Required work ▸ Rescale the records below by copying every line, requests included, and multiplying each coordinate in the answers by 2.45, rounded to the nearest whole number with halves rounded up. Leave the numbers in the requests and their format samples unchanged.

## start Material for this exercise

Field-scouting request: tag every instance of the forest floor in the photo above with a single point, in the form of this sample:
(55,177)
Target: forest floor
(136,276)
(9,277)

## end Material for this exercise

Answer to this task ▸
Field-scouting request: tag every instance of the forest floor in the photo above with a single point, in the form of this sample:
(55,177)
Target: forest floor
(333,676)
(22,679)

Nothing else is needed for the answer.